● **Directions**
**a)** From the Charlotte Corday passage, reproduce word for word the portion starting at "Charlotte Corday (27" and ending at "knife and escaped.".
**b)** Please write what comes next in the Charlotte Corday biography, picking up after its final sentence.

● **Source passage**
########

Charlotte Corday (27 July 1768 – 17 July 1793) was a minor French noblewoman who was the assassin of Jean-Paul Marat. She was executed for his murder during the Reign of Terror.
Biography[]
Charlotte Corday was born in Normandy, Kingdom of France on 27 July 1768 to a minor noble family. She had sympathies with the Girondists during the times of the French Revolution and Reign of Terror, which saw the radical Jacobin Club execute thousands of people (by 1793, every day was an execution day). When pamphleteer Jean-Paul Marat supported the killing of the Girondist leadership, she bought a knife from Mathieu Pinson in the Sorbonne district of Paris, where Marat lived in a medicinal bath. Corday wrote a list of Girondist names and entered Marat's home, supposedly to rat out her fellow Girondists. However, she stabbed him in the chest with a kitchen knife and escaped.

########

● **Given information**
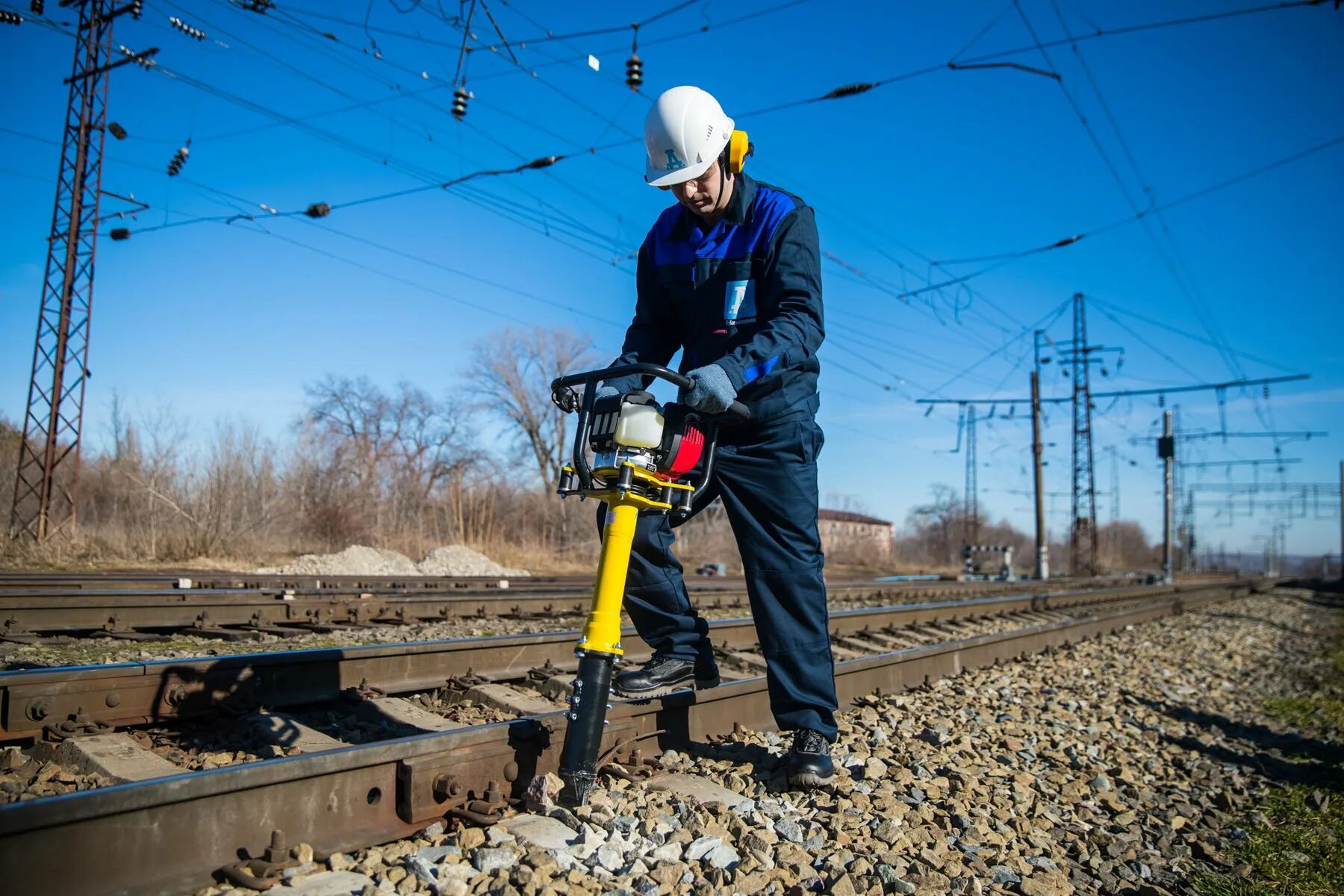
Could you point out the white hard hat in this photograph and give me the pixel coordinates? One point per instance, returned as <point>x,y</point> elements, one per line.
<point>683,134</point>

########

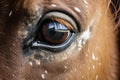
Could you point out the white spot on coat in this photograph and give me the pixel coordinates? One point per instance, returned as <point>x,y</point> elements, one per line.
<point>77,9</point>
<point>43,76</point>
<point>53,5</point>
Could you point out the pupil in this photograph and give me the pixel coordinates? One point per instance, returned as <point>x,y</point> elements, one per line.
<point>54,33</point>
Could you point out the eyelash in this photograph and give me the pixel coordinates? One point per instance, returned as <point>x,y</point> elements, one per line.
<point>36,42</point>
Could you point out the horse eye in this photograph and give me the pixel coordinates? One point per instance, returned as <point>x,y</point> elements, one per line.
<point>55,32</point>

########

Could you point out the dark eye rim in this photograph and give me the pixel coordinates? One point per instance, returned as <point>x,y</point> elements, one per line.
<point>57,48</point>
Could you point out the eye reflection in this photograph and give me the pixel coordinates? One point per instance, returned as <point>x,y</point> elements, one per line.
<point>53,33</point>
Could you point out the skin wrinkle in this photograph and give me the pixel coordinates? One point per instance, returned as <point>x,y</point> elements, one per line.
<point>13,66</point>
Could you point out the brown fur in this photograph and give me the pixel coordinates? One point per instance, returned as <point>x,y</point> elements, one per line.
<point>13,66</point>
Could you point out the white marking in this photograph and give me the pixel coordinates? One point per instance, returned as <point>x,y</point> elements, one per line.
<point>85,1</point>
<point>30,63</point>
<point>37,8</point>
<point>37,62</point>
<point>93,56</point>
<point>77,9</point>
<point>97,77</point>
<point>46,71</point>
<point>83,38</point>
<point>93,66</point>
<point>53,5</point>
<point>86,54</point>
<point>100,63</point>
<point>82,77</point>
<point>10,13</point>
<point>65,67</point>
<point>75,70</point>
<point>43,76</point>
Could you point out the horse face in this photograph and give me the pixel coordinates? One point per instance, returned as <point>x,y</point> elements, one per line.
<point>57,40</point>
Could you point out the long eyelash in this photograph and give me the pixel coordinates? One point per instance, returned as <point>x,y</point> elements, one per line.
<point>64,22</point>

########

● **Per-task answers**
**a)**
Charlotte Corday (27 July 1768 – 17 July 1793) was a minor French noblewoman who was the assassin of Jean-Paul Marat. She was executed for his murder during the Reign of Terror.
Biography[]
Charlotte Corday was born in Normandy, Kingdom of France on 27 July 1768 to a minor noble family. She had sympathies with the Girondists during the times of the French Revolution and Reign of Terror, which saw the radical Jacobin Club execute thousands of people (by 1793, every day was an execution day). When pamphleteer Jean-Paul Marat supported the killing of the Girondist leadership, she bought a knife from Mathieu Pinson in the Sorbonne district of Paris, where Marat lived in a medicinal bath. Corday wrote a list of Girondist names and entered Marat's home, supposedly to rat out her fellow Girondists. However, she stabbed him in the chest with a kitchen knife and escaped.

**b)**
Corday was tried for the murder of Marat and was executed by guillotine on 17 July 1793. When her head was mounted on a pike, still dying from lack of blood and air, a man named LeGros slapped her face, and she made a face of indignation before her head lost all blood and air and died. LeGros was imprisoned for three months for this outburst. Corday remains either a heroine or an enemy of the revolution.